── Excerpt

W3_L07
MK models of molecular evolution
MK models of molecular evolution
Before starting you should have an aligned & filtered MSA! you can find some here
For all ML analyses we will use IQ-TREE. Some of the greates advantages of this software are:
- It can do almost everything (take a look at the manual).
- Each analysis can be highly customizable.
- Really faster compared to other softwares.
- Very easy to run as you want (if you study a bit the manual).
For a quick-and-dirty Model Selection on an MSA we can just type:
iqtree2 -s data/example_alignements/N0.HOG0000096.ref.aln -m TESTONLY
You can see that it instantly prints some usefull stats which reconnect to concepts we stubled upon earlier - parsimony-informative sites! Some other are new, like distinct patterns, which refers to the unique configurations of nucleotides or amino acids observed across all sequences at specific alignment positions. The test performed here indicates no significant compositional heterogeneity among the sequences, this is somethin which we will get back to in the lesson on biases.

────
── Data for review

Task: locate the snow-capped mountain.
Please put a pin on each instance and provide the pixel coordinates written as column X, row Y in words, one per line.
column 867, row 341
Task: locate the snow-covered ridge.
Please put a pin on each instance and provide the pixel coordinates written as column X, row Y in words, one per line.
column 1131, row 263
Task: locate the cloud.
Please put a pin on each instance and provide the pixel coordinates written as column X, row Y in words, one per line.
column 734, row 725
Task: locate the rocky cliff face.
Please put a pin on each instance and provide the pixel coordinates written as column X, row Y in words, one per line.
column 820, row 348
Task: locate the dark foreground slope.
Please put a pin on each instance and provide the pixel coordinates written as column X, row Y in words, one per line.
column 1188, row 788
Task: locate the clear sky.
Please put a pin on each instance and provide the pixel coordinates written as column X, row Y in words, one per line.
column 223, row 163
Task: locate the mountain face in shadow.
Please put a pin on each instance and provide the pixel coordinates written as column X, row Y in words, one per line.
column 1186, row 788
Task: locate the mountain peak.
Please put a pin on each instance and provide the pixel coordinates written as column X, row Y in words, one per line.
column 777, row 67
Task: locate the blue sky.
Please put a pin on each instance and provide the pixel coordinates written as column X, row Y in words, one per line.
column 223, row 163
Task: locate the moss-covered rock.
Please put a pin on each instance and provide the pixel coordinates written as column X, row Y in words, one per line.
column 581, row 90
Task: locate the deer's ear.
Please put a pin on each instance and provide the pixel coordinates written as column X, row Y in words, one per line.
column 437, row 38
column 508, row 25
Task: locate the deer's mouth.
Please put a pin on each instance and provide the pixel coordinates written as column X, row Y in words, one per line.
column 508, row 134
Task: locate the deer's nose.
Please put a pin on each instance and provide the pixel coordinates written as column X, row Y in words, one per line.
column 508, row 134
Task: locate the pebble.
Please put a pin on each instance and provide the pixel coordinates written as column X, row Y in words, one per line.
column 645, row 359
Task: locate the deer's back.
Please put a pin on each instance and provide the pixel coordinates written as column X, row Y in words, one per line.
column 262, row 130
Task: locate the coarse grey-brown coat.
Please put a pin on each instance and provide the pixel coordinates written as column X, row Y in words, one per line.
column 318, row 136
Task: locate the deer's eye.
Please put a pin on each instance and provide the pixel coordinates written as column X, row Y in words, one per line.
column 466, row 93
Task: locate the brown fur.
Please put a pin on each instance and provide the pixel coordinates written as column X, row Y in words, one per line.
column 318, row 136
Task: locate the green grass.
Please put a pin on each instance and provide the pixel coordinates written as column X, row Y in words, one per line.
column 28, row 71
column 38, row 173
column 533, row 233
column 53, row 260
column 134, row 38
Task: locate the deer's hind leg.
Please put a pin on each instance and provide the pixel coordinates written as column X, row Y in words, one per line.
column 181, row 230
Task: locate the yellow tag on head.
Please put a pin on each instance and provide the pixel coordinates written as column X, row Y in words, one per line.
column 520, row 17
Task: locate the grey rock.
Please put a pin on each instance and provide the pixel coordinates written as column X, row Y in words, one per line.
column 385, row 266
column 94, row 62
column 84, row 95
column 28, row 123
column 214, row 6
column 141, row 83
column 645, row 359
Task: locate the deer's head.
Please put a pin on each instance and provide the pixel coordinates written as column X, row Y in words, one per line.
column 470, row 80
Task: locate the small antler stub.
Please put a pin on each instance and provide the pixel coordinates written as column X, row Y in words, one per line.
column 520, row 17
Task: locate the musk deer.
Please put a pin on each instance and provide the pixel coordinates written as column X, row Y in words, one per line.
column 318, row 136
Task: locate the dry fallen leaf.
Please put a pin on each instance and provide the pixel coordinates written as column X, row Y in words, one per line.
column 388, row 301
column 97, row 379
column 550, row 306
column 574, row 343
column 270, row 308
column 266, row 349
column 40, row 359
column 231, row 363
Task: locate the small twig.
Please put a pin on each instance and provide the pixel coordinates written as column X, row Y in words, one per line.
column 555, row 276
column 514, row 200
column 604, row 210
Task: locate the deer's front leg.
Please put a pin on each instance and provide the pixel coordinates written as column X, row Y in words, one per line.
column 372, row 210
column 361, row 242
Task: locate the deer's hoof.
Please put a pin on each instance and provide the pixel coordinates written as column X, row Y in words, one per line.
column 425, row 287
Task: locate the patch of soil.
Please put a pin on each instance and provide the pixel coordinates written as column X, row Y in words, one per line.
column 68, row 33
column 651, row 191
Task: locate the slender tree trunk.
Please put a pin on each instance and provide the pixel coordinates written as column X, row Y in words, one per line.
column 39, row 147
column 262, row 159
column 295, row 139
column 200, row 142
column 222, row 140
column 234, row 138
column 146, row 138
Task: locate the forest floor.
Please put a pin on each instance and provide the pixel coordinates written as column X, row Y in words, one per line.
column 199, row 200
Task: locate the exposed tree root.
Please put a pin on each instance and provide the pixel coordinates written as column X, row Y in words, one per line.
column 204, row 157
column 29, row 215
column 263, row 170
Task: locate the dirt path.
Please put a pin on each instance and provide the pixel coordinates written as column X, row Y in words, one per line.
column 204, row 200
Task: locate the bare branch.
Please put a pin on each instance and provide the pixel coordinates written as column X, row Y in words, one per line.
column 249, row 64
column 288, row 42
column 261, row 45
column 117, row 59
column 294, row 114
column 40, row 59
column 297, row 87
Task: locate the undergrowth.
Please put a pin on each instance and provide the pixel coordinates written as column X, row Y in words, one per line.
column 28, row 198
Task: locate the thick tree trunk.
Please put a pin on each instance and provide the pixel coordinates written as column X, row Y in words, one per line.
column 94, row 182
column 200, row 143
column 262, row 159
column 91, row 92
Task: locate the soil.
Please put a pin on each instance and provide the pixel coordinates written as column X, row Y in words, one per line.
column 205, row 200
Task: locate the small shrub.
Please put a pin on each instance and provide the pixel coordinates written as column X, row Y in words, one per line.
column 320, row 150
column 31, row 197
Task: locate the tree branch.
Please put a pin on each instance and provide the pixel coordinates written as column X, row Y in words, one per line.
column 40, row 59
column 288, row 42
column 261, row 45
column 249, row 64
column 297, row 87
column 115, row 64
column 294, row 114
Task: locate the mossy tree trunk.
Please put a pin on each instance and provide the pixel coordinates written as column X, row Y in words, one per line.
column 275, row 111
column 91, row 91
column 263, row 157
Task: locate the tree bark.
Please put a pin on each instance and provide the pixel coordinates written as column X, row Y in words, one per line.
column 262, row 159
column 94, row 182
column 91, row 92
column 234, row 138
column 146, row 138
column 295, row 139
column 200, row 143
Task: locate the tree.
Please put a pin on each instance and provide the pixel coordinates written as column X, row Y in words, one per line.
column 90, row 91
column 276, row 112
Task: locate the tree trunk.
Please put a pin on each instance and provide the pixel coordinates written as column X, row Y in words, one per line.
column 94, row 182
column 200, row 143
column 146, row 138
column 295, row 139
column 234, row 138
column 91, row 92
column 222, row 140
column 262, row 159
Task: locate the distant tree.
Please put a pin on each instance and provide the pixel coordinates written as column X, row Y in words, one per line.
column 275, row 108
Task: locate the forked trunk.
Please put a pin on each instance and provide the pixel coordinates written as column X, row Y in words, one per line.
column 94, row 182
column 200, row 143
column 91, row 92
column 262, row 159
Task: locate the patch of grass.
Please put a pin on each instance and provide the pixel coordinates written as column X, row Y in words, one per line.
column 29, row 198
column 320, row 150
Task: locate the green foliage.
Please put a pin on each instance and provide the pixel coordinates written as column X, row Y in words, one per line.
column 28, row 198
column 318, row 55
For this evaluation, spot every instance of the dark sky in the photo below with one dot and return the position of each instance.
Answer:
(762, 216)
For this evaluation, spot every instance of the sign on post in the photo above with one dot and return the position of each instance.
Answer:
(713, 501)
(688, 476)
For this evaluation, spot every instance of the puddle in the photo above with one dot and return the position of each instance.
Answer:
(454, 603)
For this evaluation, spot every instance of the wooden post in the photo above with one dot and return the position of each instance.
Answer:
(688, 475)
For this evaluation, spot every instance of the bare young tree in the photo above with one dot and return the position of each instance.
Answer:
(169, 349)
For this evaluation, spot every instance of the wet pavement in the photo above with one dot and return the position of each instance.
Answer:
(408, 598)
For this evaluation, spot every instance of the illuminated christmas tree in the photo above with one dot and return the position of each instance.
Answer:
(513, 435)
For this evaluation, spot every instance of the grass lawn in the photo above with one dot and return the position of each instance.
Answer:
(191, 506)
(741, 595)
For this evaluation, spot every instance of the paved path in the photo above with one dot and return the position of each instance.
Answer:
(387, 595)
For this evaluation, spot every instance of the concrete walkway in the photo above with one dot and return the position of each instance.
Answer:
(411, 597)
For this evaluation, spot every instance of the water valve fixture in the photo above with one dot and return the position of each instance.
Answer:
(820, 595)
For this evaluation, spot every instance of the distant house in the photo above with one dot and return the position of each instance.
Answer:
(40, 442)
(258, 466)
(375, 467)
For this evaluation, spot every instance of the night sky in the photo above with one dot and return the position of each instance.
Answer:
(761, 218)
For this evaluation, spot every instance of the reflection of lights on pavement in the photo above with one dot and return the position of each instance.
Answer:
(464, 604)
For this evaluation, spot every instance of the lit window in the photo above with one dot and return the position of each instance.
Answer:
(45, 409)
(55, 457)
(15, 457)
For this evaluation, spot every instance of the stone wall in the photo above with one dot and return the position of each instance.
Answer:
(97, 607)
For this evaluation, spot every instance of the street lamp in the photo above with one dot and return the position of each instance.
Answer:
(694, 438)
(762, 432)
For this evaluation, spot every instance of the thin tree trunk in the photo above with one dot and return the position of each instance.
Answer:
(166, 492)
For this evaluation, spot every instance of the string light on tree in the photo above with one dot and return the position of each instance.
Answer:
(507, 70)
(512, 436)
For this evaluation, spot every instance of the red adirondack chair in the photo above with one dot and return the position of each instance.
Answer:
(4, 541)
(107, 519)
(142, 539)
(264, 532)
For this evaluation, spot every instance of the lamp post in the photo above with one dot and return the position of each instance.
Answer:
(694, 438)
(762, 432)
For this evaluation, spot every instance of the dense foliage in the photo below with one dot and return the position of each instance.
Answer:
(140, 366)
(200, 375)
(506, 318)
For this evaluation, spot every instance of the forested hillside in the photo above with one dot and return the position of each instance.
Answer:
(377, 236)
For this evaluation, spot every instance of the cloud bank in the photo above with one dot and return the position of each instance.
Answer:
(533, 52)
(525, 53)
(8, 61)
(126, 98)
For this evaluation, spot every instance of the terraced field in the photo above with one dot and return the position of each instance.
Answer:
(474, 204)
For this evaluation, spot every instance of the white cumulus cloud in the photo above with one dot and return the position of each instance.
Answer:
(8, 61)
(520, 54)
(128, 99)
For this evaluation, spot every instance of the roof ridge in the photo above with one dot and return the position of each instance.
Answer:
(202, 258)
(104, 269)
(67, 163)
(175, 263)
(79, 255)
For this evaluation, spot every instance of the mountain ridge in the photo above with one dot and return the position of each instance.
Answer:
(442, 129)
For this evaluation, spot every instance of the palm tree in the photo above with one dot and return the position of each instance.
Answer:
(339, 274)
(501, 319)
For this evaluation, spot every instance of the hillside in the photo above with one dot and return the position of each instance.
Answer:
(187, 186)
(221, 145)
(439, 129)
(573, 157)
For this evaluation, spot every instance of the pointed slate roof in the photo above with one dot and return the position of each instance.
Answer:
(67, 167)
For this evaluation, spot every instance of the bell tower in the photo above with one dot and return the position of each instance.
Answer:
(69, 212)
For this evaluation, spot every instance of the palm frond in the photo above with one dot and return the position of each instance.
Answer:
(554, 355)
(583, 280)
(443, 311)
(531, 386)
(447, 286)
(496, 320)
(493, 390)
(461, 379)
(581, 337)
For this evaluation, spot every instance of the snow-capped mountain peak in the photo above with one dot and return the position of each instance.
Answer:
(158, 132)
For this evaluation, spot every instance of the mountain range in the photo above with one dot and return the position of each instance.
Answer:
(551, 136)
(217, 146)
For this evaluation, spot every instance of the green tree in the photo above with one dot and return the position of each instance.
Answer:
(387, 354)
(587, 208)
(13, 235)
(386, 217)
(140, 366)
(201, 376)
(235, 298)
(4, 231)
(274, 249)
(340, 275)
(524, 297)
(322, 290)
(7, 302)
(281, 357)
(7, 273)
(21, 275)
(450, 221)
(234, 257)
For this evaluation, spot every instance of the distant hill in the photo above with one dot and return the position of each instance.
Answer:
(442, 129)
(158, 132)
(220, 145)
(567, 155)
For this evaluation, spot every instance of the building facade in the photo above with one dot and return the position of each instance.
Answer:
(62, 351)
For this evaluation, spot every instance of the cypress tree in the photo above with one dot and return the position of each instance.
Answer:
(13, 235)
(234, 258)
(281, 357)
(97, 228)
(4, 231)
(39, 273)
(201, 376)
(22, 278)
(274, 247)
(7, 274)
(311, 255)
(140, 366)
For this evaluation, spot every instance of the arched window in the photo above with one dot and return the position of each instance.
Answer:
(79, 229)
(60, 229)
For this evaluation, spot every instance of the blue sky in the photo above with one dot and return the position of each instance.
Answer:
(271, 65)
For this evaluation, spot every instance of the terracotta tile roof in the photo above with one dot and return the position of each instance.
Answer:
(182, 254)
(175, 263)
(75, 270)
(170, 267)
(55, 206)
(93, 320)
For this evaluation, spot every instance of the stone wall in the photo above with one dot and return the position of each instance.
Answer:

────

◆ The problem:
Reproduce the part of the lesson on models of molecular evolution that opens with the words containing "- Each analysis" and closes with "lesson on biases.". Work only from the lesson on models of molecular evolution, not from the listing.

◆ Result below:
- Each analysis can be highly customizable.
- Really faster compared to other softwares.
- Very easy to run as you want (if you study a bit the manual).
For a quick-and-dirty Model Selection on an MSA we can just type:
iqtree2 -s data/example_alignements/N0.HOG0000096.ref.aln -m TESTONLY
You can see that it instantly prints some usefull stats which reconnect to concepts we stubled upon earlier - parsimony-informative sites! Some other are new, like distinct patterns, which refers to the unique configurations of nucleotides or amino acids observed across all sequences at specific alignment positions. The test performed here indicates no significant compositional heterogeneity among the sequences, this is somethin which we will get back to in the lesson on biases.